Instructions to follow:
Rewrite the listing below with each answer coordinate multiplied by 0.25 and rounded to the nearest whole number, halves rounding up, and repeat every request line unchanged. Start at the line that contains "Where can you see the spruce" and go through the end of the listing.

-- Start of Information shown --

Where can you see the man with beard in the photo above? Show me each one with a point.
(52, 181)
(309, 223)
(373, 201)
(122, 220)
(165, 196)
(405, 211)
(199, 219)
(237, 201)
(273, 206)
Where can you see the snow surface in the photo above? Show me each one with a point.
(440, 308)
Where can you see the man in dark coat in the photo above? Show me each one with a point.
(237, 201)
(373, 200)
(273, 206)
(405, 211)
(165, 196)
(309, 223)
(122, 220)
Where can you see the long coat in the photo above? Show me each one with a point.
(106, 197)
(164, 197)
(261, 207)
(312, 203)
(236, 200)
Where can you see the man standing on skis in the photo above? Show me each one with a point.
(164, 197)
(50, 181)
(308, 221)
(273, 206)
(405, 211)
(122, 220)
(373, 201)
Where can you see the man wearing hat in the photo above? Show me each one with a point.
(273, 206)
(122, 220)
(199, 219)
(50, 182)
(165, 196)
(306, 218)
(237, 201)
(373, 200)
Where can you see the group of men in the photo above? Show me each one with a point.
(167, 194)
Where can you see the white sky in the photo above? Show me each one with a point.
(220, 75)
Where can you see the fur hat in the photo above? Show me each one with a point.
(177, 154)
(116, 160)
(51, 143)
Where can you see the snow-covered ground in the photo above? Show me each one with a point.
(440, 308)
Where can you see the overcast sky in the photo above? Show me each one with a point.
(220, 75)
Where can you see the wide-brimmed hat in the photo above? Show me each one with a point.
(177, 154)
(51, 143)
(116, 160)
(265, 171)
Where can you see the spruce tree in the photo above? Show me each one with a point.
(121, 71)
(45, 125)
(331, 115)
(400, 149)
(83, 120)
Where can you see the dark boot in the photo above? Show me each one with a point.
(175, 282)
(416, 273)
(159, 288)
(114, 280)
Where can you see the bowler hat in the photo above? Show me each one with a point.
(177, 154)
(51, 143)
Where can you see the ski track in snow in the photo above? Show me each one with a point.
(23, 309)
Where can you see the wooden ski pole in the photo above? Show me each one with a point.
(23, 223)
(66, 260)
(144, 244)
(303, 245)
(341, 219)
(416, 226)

-- End of Information shown --

Response to this task:
Where can you see the spruce tree in the photo above? Show me each one with a point.
(30, 18)
(11, 31)
(83, 29)
(100, 37)
(21, 30)
Where can you see the dark boot in the photo above? Show me each one with a point.
(44, 71)
(104, 68)
(40, 72)
(29, 70)
Where can you see the bowler hat in the photo above? Show me each one with a point.
(44, 39)
(13, 36)
Where can you see the ski track in snow in the photo above? Show me each one with a point.
(6, 77)
Where can you see the wooden ski pole in the photo above? Show me each one with a point.
(6, 56)
(17, 65)
(36, 61)
(76, 61)
(85, 55)
(104, 57)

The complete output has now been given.